**WHAT THE EXERCISE ASKS**
Retype the data word for word, beginning with the line that contains "Reviewer note: confirm each instance of the orange" and continuing through the last line of the data, including both of those lines.

(Stored data entries)
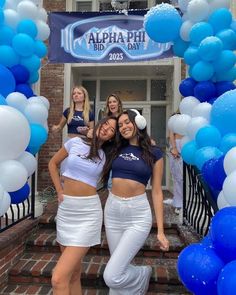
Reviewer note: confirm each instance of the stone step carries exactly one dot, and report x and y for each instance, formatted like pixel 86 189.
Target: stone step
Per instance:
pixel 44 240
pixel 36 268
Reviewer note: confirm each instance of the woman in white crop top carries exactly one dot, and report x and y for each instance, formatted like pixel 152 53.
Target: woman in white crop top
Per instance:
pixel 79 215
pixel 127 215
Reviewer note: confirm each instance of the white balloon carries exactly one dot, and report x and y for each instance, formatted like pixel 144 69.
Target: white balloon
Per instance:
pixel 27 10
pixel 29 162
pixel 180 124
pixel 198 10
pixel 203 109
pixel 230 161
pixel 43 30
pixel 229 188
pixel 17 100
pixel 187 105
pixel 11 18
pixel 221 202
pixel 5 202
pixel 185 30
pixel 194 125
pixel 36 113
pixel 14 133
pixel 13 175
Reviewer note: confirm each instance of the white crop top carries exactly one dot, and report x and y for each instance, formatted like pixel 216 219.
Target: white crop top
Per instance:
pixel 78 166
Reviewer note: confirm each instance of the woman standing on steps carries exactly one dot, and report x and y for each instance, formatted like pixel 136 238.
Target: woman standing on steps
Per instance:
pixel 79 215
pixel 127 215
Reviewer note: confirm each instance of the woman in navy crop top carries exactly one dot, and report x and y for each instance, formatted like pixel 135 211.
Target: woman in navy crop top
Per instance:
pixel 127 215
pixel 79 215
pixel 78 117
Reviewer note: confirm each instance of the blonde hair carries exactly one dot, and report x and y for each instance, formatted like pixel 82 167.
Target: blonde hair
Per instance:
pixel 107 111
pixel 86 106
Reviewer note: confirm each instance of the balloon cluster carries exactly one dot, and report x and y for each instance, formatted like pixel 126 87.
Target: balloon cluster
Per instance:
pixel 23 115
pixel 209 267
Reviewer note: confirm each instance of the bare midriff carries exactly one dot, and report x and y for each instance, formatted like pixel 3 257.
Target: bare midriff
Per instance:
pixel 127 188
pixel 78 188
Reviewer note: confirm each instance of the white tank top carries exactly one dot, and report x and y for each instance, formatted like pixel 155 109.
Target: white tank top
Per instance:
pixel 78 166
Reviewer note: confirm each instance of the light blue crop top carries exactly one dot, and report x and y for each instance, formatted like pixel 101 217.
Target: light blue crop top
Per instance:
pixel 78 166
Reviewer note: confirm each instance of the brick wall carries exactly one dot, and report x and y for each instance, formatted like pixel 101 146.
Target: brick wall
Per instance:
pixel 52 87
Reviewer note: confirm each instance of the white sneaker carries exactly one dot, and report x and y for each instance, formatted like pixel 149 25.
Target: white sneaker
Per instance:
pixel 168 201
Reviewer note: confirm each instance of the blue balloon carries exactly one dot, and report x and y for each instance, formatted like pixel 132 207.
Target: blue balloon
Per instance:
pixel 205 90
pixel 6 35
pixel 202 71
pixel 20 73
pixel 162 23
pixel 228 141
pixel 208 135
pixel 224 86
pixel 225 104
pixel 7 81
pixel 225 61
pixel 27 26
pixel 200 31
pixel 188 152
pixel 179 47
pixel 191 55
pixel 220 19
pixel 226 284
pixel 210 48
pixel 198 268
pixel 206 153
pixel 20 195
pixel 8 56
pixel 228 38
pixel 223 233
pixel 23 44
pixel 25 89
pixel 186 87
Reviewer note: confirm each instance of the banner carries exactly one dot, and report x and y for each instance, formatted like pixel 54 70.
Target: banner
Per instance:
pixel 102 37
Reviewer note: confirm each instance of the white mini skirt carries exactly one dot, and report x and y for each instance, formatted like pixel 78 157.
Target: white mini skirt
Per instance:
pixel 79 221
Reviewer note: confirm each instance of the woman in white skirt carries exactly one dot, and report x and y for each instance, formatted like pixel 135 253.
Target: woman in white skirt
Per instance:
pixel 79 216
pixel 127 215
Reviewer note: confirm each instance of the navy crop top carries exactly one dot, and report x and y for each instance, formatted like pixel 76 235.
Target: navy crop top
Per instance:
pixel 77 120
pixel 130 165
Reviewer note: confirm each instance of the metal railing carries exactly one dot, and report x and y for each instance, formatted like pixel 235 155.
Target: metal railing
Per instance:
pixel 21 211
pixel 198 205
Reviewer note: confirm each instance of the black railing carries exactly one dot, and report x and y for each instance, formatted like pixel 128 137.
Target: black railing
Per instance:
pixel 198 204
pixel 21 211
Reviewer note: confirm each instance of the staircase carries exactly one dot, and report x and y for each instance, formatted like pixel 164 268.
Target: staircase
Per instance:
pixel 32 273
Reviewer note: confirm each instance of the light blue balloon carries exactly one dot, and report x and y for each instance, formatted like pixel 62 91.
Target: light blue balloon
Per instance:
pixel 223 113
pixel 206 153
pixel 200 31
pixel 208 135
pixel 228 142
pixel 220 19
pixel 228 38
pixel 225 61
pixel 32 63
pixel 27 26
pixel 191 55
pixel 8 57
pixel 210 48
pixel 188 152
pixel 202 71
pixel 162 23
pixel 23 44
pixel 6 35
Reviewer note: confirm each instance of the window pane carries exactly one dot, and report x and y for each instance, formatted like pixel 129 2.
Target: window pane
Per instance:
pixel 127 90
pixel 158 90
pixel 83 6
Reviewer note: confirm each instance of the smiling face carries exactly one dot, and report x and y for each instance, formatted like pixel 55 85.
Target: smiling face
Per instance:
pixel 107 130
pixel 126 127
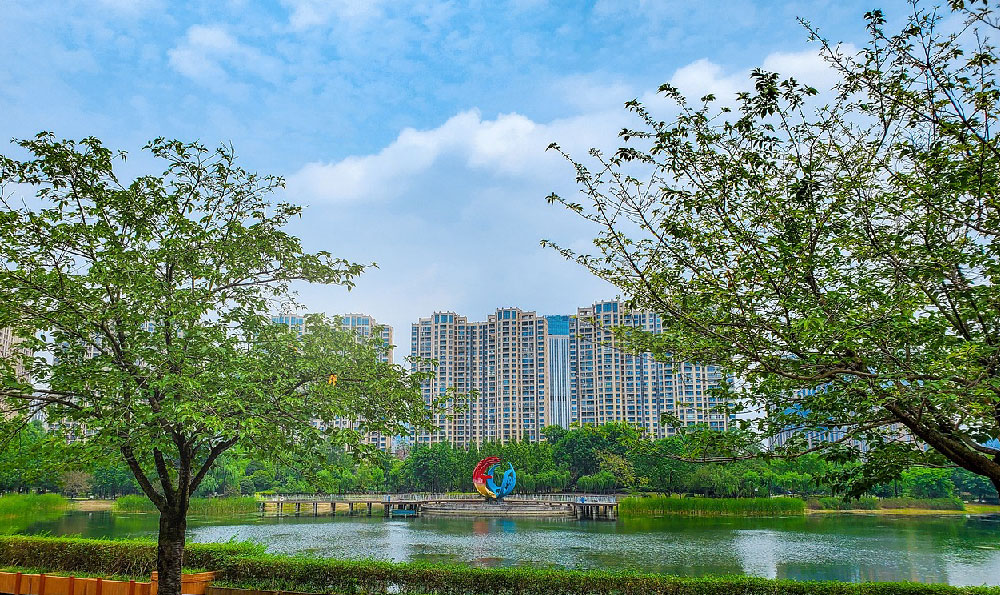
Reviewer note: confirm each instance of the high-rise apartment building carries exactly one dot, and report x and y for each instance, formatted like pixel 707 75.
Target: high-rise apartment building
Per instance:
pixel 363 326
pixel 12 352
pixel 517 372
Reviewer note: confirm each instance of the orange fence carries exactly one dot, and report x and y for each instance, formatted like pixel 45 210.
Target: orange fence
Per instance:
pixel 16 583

**WRITTEN ANSWER**
Reviewer note: confirm each instance of the orange fence carries exactly one dot, and report x and y for each instance, formatted like pixel 45 210.
Target: orange fence
Per instance:
pixel 16 583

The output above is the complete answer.